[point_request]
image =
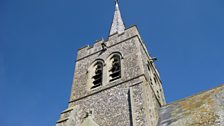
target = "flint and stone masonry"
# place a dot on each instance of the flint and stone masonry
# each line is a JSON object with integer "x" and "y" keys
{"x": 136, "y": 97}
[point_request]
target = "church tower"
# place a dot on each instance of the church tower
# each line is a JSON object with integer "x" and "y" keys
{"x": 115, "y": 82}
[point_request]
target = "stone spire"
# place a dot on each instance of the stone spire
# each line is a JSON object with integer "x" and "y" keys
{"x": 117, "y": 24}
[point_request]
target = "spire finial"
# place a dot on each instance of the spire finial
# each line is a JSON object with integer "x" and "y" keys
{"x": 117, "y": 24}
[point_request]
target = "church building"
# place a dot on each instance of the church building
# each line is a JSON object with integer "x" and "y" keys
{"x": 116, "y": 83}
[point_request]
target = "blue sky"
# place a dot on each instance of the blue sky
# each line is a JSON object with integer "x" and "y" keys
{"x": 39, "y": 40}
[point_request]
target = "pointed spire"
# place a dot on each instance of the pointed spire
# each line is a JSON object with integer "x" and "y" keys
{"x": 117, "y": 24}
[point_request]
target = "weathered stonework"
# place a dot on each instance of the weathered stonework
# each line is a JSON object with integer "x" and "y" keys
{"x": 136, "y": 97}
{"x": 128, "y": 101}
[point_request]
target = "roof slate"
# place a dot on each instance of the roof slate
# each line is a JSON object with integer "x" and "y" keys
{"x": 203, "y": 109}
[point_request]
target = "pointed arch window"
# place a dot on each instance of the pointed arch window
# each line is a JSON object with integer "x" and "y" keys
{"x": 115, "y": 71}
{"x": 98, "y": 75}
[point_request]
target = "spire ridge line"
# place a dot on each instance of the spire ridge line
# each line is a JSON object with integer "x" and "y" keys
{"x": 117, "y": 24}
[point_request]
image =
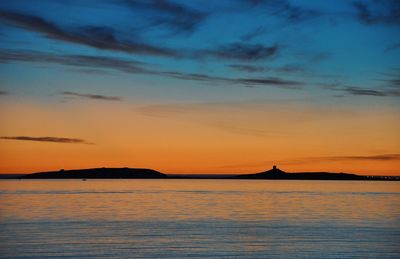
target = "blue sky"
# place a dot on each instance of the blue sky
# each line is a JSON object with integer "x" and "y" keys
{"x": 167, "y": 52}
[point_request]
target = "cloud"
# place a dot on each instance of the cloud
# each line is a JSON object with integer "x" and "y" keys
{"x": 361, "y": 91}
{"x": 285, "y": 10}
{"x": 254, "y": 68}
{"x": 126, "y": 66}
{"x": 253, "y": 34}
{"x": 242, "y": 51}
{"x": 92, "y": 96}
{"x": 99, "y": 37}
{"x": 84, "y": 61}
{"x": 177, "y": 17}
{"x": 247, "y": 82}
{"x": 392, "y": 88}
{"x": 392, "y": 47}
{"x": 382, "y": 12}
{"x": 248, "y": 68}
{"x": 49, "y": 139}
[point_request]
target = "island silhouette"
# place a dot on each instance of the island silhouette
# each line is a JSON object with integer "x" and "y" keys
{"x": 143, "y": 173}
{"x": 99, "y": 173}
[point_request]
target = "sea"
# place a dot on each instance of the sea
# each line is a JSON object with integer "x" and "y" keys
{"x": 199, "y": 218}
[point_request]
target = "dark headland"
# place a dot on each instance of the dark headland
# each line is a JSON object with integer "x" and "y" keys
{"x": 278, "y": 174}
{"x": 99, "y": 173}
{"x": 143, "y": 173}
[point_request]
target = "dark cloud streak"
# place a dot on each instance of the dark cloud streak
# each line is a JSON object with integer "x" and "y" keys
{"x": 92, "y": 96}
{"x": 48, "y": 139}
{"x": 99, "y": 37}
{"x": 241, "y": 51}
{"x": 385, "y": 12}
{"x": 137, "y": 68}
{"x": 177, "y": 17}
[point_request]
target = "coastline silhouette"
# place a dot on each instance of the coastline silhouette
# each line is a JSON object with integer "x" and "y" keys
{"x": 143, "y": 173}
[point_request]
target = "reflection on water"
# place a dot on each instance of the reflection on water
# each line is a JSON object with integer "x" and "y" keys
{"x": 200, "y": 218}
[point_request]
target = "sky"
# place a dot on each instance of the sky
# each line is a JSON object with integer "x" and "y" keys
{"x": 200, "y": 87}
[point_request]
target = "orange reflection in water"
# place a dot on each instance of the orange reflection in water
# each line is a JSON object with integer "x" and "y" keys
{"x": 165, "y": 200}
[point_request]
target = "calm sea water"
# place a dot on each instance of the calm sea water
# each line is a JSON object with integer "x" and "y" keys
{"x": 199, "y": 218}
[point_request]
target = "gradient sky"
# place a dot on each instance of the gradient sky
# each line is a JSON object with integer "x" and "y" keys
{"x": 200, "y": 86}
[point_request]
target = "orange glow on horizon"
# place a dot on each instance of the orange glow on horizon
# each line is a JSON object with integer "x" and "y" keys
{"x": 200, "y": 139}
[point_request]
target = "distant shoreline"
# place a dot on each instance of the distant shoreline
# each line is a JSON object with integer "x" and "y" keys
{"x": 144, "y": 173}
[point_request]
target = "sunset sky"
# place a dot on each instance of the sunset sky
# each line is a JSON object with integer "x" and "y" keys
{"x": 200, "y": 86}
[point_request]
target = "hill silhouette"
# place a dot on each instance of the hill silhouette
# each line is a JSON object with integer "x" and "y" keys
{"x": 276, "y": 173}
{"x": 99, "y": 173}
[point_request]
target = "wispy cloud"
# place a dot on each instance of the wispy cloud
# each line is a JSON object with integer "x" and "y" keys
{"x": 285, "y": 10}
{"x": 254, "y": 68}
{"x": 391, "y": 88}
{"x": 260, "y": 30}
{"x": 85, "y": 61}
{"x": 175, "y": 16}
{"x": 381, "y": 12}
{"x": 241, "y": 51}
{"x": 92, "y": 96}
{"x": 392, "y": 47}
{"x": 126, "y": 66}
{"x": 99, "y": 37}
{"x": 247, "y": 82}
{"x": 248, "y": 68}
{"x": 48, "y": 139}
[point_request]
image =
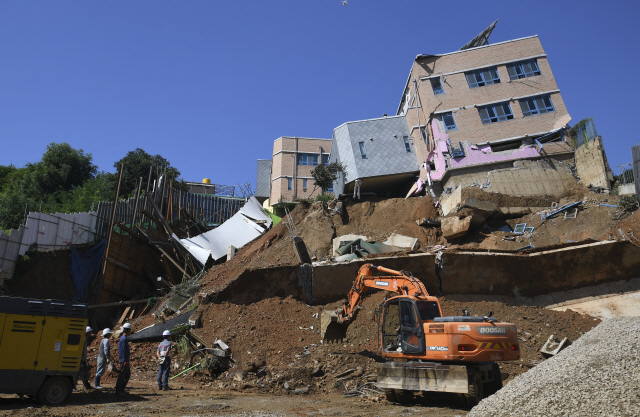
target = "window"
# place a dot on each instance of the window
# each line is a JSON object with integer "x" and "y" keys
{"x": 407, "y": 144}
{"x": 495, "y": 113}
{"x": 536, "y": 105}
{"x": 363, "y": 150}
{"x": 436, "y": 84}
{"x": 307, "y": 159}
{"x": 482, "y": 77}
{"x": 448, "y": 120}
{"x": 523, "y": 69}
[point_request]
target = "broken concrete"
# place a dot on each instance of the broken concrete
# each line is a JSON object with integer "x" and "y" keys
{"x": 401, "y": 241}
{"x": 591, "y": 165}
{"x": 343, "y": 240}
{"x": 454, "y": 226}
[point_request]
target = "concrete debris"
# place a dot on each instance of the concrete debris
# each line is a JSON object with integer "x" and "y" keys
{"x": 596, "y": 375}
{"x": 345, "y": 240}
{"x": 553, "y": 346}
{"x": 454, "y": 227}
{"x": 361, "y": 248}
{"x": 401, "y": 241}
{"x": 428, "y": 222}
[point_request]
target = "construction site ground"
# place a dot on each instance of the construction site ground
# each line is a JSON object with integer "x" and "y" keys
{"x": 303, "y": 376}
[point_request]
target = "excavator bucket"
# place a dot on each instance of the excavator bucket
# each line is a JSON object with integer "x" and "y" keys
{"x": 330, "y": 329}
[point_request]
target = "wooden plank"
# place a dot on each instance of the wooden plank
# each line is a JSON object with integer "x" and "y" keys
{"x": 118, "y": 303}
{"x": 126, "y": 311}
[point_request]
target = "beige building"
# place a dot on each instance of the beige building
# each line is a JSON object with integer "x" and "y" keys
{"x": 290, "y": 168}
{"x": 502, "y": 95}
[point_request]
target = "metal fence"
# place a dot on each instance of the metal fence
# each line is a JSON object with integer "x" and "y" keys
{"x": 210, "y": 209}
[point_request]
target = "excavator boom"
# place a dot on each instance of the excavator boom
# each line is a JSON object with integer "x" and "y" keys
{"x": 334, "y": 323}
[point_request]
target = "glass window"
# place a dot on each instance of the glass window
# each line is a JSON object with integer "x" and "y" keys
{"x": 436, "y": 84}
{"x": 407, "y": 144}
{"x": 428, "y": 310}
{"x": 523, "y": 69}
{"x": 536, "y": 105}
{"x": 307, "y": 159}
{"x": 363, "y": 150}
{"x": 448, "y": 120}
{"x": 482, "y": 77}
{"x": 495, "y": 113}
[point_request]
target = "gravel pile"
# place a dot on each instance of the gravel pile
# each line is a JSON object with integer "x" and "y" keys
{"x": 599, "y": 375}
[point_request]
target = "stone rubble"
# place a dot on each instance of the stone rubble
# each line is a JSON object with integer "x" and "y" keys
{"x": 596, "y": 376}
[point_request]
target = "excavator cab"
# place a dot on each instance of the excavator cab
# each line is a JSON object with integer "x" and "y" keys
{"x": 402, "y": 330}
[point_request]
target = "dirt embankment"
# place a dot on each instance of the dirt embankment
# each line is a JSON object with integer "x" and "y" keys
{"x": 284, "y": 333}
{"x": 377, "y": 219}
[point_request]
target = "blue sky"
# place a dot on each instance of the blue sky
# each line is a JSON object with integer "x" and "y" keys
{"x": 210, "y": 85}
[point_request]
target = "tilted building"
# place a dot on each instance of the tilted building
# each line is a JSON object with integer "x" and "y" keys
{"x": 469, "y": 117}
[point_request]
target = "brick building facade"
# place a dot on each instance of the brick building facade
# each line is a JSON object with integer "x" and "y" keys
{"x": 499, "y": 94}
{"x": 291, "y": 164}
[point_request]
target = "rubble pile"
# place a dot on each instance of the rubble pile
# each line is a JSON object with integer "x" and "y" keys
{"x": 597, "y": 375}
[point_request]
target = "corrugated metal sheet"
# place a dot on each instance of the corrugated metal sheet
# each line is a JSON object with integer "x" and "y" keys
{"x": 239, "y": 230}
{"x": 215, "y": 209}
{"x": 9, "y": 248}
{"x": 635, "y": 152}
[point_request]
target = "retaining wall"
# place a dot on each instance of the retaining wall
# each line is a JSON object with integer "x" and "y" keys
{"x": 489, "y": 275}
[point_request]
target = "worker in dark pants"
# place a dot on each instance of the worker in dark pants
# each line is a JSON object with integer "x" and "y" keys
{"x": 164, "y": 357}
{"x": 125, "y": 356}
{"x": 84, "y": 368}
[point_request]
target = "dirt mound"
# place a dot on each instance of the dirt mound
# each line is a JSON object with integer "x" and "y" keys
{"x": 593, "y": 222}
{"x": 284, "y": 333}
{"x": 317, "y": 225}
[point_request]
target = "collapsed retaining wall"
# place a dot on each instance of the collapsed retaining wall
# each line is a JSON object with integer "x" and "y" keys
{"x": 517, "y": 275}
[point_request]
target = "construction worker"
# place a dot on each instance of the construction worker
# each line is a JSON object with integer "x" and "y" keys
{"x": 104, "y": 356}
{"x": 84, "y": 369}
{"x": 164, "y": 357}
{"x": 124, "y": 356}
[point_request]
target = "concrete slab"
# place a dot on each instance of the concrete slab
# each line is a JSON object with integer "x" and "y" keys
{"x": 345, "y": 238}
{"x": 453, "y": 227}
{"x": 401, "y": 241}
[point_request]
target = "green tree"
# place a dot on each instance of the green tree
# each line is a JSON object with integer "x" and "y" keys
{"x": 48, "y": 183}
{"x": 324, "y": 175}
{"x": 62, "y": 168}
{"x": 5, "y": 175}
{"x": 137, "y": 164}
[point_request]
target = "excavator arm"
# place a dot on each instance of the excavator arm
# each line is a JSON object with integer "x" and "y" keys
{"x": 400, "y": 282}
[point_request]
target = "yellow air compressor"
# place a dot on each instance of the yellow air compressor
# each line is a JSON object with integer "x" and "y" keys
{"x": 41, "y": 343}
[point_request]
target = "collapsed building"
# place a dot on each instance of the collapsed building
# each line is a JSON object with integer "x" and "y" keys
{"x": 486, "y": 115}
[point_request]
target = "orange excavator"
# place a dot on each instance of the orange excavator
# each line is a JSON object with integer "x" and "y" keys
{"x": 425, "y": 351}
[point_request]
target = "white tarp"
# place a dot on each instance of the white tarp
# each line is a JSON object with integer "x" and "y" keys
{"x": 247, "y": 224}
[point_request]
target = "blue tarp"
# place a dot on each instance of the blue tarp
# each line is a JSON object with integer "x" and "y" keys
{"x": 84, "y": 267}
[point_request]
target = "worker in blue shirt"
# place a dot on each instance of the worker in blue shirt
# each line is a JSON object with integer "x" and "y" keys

:::::

Collect every line of the items above that contains the string "glow", and list those lines.

▶ [Reply to the task]:
target = "orange glow on horizon"
# place a dot on each instance of the orange glow on horizon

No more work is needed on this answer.